_Work item 1_.
According to the multiscale control project description, why would a brute-force computational search for the optimal control be practically infeasible?
_Work item 2_.
Write what comes next in the multiscale control project description, picking up after its final sentence.

_Page text_.
This project seeks to develop a new area termed multiscale control. Such a development will increase our ability to control practical systems. Due to physical and technological limitations, available ways of perturbing a mechanical system are often constrained. For example, it is difficult to individually force single atoms in order to control a molecular system. On the other hand, partial intervention is often easier; for instance, an oscillatory electromagnetic field can interact with charged atoms and induce perturbations to the system, which are however in restricted forms. When the available perturbations are restricted, they may be inadequate to induce immediate favorable changes to the system. However, the key idea is that, if introduced at a smaller scale, perturbations can accumulate and contribute in less restrictive ways to the original scale. Based on this idea, the project develops a framework for designing the perturbation so that its accumulated effect can alter the system's macroscopic behavior in a desired fashion. Numerical computations and the development of computational tools will also be seamlessly integrated with the theoretical analysis. To illustrate the innovation of the proposed research, note that traditional control theory is still important, albeit insufficient, because the control is introduced at a microscopic level, yet one needs and only needs to control the system's macroscopic behavior. Brute-force computational search for the optimal control will also be practically infeasible due to the wide breadth of scales presented in the system. The research is to use theoretical analysis (based on tools from fields such as dynamical systems and multiscale methods) to either directly design or accelerate the computational search of control strategies. The study will also be complemented by investigations in multiple interdisciplinary applications, such as DNA deactivation, remote control of locomotion, temporal metamaterials, and recovery of material defects. Research will be integrated with education across multiple institutions and over the spectrum of academic levels. Specifics are planned for broadening women and underrepresented groups' participation and disseminating knowledge beyond PI's immediate institute or discipline.

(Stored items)

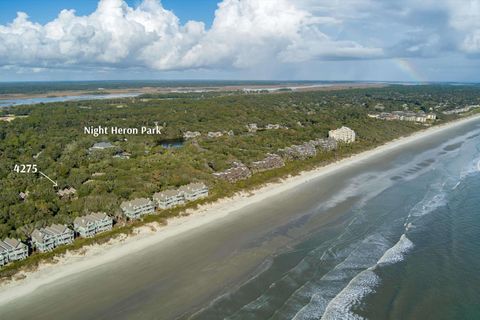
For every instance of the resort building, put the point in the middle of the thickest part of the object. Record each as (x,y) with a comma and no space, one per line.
(12,250)
(137,208)
(216,134)
(191,134)
(89,225)
(171,198)
(272,161)
(101,146)
(301,152)
(194,191)
(461,110)
(48,238)
(405,116)
(237,172)
(67,193)
(252,127)
(325,144)
(168,199)
(343,134)
(272,126)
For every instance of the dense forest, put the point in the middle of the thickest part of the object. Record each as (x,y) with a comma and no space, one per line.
(52,137)
(45,87)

_Task output 1_.
It would be infeasible because of the wide breadth of scales present in the system.

_Task output 2_.
More specifically, this project identifies (mostly-)oscillatory perturbations for accomplishing various control tasks, such as to steer a system from a macroscopic state to another, or to track a desired dynamic behavior at the macroscopic level for all time. The main methodology is to design microscopic perturbations that resonantly interact with the system, so that nontrivial effects cascade to the macroscopic scale. The PI has already obtained several preliminary results on this idea, and the proposed theory will be a generalization. The strategy of investigation is to first quantify how small-scale perturbations effectively accumulate at large-scale using dynamical systems tools, asymptotic/multiscale methods, and numerical computations, followed by the patching together of the local understandings for the global objective of control design. An example of core tasks is to identify and then track slowly-varying resonant frequencies in nonlinear systems. Integrable, nearly-integrable, and stochastic systems will be considered, so that an ambitious goal of controlling complicated dynamics can be gradually approached.
This award reflects NSF's statutory mission and has been deemed worthy of support through evaluation using the Foundation's intellectual merit and broader impacts review criteria.